But Rhea Paul, director of the Yale Child Study Center's Laboratory of Development Communication Disorders, warned that an autism diagnosis is not so easily simplified, and it could be dangerous to make blanket claims regarding autism and eye attention.
"I think caution is always warranted when attempting to identify a single early 'marker' for a developmental disorder, such as failure to go back to looking at eyes at 12 months as a sign of autism, simply because of the great variability in behavior and development that is normal in the first couple of years of life," Paul told ABCNews.com.
Thirty percent of children that researchers attempted to test had to be eliminated for a variety of reasons.

**Assignment A**
From the passage about autism and eye attention, extract the words from "But Rhea Paul, director" up to and including "variety of reasons.".
**Assignment B**
Write what comes next in the passage about autism and eye attention, picking up after its final sentence.

Region descriptions in natural language
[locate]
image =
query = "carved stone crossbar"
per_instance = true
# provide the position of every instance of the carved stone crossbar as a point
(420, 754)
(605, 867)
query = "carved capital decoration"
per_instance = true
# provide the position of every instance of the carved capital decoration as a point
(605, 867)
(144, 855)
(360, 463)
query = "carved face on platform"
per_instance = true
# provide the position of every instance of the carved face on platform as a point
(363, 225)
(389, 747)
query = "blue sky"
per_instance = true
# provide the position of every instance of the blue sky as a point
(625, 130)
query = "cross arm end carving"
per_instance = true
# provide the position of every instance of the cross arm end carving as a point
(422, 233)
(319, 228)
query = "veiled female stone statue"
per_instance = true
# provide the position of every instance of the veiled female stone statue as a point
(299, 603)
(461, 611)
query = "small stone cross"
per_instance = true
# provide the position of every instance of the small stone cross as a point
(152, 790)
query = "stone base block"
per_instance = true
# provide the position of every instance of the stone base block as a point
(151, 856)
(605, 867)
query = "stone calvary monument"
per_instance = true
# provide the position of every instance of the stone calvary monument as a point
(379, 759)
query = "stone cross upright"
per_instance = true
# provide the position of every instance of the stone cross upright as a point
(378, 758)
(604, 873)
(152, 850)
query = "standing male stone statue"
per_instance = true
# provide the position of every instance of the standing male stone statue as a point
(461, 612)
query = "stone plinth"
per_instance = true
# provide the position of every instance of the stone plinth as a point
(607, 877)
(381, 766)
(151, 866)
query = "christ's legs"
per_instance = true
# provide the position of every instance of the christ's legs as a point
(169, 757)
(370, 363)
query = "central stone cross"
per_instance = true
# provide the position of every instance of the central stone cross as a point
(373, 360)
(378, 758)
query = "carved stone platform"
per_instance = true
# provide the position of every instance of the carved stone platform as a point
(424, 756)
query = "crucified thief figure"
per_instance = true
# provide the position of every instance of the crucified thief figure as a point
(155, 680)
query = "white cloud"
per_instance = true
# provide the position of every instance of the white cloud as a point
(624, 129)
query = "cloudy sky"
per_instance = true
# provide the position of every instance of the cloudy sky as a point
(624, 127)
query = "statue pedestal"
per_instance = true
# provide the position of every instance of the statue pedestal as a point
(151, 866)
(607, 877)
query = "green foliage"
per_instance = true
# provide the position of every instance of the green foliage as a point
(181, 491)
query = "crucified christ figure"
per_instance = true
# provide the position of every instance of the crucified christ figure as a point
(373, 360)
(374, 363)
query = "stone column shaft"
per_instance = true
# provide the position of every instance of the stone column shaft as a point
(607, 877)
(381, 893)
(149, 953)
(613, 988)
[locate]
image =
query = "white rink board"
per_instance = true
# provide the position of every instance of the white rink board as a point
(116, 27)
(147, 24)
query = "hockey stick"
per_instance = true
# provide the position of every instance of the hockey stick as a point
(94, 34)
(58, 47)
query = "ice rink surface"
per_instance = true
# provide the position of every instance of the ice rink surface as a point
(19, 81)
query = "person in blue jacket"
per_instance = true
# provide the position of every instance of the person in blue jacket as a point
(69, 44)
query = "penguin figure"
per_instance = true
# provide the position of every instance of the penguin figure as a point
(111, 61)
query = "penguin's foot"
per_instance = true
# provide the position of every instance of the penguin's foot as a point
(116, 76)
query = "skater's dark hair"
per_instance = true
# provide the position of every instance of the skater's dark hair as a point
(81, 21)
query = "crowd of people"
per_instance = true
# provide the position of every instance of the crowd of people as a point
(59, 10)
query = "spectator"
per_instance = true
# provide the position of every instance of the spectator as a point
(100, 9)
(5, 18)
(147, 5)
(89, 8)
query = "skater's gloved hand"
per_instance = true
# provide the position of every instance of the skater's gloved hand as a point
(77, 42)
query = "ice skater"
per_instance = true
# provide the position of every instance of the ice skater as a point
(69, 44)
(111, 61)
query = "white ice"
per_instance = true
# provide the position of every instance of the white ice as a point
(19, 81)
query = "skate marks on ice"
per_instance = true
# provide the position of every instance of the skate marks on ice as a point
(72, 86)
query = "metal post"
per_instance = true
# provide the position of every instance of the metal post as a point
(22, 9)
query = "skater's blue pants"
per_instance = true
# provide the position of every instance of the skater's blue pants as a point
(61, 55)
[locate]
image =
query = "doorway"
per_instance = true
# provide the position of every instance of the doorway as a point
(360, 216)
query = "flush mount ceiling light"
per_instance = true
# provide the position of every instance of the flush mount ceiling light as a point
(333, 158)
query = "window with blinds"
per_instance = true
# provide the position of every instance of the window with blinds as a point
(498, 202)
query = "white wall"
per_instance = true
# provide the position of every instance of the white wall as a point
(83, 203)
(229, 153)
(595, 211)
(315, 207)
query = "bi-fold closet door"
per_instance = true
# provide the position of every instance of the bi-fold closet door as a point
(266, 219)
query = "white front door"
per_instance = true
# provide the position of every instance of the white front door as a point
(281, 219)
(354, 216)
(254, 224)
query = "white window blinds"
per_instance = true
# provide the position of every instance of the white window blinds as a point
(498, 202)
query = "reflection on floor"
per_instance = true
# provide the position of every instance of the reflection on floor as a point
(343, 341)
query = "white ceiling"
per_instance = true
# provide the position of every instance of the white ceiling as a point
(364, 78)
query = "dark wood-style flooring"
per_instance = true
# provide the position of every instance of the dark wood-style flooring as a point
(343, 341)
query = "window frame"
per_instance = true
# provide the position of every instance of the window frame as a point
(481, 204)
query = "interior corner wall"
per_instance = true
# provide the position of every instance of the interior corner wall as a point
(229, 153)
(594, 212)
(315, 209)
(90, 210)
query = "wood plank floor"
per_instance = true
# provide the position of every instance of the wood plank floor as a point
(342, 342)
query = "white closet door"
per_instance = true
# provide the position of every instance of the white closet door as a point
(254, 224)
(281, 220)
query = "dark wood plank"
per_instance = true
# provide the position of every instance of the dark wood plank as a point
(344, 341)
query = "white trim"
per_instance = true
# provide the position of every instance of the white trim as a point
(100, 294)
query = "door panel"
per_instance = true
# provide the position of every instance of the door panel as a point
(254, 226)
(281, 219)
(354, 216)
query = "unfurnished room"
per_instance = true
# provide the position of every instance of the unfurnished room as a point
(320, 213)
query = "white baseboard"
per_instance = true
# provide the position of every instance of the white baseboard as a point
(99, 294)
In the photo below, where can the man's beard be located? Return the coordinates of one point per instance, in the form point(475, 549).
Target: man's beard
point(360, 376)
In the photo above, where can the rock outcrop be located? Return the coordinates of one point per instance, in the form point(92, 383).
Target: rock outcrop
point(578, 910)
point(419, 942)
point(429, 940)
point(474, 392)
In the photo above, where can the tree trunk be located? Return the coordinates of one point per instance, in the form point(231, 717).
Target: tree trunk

**Response area A**
But Rhea Paul, director of the Yale Child Study Center's Laboratory of Development Communication Disorders, warned that an autism diagnosis is not so easily simplified, and it could be dangerous to make blanket claims regarding autism and eye attention.
"I think caution is always warranted when attempting to identify a single early 'marker' for a developmental disorder, such as failure to go back to looking at eyes at 12 months as a sign of autism, simply because of the great variability in behavior and development that is normal in the first couple of years of life," Paul told ABCNews.com.
Thirty percent of children that researchers attempted to test had to be eliminated for a variety of reasons.

**Response area B**
"It could be that the children they could not test would have, if they could have been tested, provided a different set of results," Paul said. "The point is that we would need lots of replication and extension of studies of infant behavior before we could responsibly apply single behavioral measures as diagnostic standards. We should not be too quick to draw conclusions about a difference between a 'normal' group of infants -- from which will usually be excluded lots of fussy, wiggly, uncooperative but otherwise normal babies -- and a group with a single disorder."
A better way to identify diagnostic markers for a particular condition, such as autism, would be to compare infants at risk for autism, such as infant siblings of children already diagnosed with autism, with those at low risk for any disability and with those at high risk, due to family history, or other developmental disorders, Paul said.